__WHAT TO WORK ON__.
Give back exactly the lines from the beginning of the listing below to the line holding "Drop one point per instance of the metal railing.", both ends included; the pictures stay out.

__THE DATA__.
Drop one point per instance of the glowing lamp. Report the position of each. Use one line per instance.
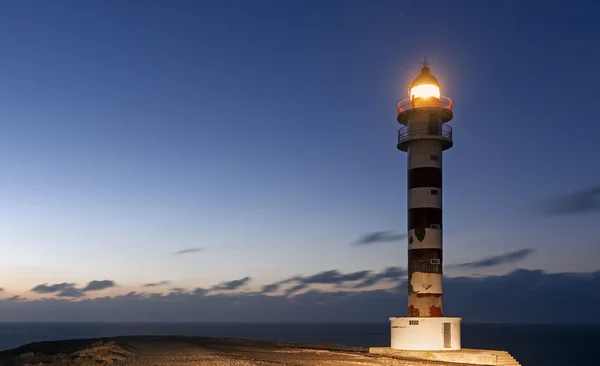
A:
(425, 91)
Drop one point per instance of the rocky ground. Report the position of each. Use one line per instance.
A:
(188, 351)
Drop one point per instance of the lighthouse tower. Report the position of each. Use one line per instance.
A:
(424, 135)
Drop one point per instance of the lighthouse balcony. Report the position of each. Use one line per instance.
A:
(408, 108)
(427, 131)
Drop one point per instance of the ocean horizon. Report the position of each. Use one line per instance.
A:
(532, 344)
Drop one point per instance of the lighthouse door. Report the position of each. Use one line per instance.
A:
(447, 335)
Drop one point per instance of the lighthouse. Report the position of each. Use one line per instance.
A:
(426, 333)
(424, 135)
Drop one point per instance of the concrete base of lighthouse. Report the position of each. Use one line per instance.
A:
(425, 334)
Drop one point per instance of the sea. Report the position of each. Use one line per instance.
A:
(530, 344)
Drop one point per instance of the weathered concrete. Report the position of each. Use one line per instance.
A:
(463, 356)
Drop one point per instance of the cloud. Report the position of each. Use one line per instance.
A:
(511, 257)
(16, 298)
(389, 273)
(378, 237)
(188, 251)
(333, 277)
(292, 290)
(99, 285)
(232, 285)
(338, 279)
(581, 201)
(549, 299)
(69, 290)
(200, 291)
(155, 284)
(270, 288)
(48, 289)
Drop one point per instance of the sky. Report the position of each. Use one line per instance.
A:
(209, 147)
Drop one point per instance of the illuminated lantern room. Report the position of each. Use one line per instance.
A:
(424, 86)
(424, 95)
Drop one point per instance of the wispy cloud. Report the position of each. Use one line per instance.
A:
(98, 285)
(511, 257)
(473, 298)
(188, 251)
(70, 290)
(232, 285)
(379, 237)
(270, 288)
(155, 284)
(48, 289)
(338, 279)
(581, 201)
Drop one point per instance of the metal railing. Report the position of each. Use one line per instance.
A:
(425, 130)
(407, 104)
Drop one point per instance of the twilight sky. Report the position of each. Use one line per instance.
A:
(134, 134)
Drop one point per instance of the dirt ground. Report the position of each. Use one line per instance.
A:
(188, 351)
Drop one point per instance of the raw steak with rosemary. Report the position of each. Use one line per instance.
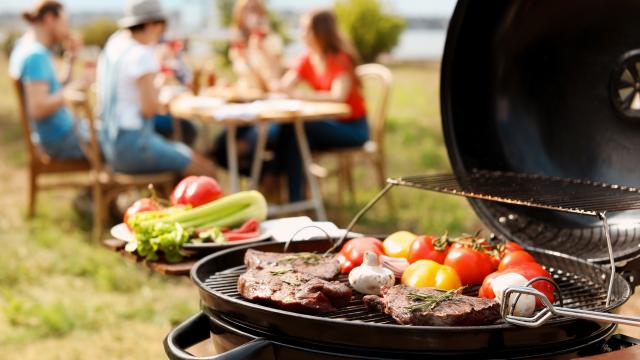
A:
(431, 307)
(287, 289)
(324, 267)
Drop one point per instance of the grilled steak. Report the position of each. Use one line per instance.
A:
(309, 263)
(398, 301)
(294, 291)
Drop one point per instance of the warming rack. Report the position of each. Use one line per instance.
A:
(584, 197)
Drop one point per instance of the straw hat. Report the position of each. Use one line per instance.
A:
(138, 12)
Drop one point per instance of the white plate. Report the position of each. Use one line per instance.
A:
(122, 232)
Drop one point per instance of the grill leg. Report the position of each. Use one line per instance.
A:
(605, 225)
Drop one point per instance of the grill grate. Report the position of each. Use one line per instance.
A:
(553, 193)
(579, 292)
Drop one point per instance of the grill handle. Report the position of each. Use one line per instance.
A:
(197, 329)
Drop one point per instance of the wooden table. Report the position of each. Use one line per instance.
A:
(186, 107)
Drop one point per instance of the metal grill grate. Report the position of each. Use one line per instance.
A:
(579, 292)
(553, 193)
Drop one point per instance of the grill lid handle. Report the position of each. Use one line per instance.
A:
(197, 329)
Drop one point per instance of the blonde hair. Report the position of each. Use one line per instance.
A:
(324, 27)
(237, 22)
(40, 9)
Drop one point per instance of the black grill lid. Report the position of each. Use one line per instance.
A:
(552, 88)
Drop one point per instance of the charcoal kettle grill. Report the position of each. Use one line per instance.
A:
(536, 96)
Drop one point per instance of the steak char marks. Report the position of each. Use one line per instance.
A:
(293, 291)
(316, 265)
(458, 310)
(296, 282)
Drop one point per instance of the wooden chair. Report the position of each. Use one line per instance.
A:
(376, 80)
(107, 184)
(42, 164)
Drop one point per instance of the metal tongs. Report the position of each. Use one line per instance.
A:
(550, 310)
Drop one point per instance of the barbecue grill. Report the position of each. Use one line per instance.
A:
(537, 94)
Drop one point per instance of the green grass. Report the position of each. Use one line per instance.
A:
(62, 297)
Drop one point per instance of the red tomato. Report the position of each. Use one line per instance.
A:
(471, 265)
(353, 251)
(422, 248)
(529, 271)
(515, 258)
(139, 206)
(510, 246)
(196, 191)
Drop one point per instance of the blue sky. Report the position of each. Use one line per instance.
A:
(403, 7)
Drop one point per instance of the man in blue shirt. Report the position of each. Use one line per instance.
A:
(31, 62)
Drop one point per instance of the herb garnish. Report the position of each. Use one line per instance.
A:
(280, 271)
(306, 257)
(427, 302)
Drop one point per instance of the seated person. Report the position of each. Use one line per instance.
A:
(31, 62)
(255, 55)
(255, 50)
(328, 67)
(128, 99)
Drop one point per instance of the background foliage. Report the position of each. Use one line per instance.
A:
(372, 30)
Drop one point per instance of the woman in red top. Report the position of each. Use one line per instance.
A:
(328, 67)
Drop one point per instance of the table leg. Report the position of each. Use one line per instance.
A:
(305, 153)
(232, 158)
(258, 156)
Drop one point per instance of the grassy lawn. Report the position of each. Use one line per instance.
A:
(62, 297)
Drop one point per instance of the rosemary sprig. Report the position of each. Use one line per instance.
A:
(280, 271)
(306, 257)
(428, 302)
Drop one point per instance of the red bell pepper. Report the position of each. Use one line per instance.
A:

__ANSWER SECTION__.
Drop one point per instance of the glowing lamp. Report the position of each. Use one line per instance.
A:
(425, 91)
Drop one point per instance of the rocky ground. Report the position of each. Use one line per instance.
A:
(188, 351)
Drop one point per instance of the lighthouse tower. Report the position of each. Use one line per instance.
A:
(424, 135)
Drop one point per instance of the lighthouse balcony. Report the position of each. Use one line per instance.
A:
(408, 108)
(427, 131)
Drop one point per instance of the ocean horizon. Report the position of each. Use one line per instance.
A:
(532, 344)
Drop one point per instance of the lighthouse door. Report the position of each. Use one line per instance.
A:
(447, 335)
Drop one point per instance of the lighthouse. Report the position of each. Use one line per instance.
A:
(426, 333)
(424, 135)
Drop one point per instance of the concrete base of lighthouse. Report the position of each. Use one line per instance.
A:
(425, 334)
Drop one point per instance of the sea. Report the position of each. Use one line per instance.
A:
(530, 344)
Drop one point per instance of the weathered concrete. Report the position of each. Use one line per instance.
A:
(463, 356)
Drop one point per instance of the cloud. Report the position of each. Use one line per instance.
A:
(511, 257)
(16, 298)
(389, 273)
(378, 237)
(188, 251)
(333, 277)
(292, 290)
(99, 285)
(232, 285)
(338, 279)
(581, 201)
(549, 299)
(69, 290)
(200, 291)
(155, 284)
(270, 288)
(48, 289)
Drop one point per instance of the sky. Report the position of each. Use one line per instance.
A:
(209, 147)
Drop one point per instance of the illuminated lantern room. Report the position of each. Use one line per instance.
A:
(424, 86)
(424, 95)
Drop one point per instance of the wispy cloud. Report the position of each. Use one line per instance.
A:
(98, 285)
(511, 257)
(473, 298)
(188, 251)
(70, 290)
(232, 285)
(379, 237)
(270, 288)
(155, 284)
(48, 289)
(338, 279)
(581, 201)
Drop one point per instance of the metal railing. Report the position of each. Use one line per instance.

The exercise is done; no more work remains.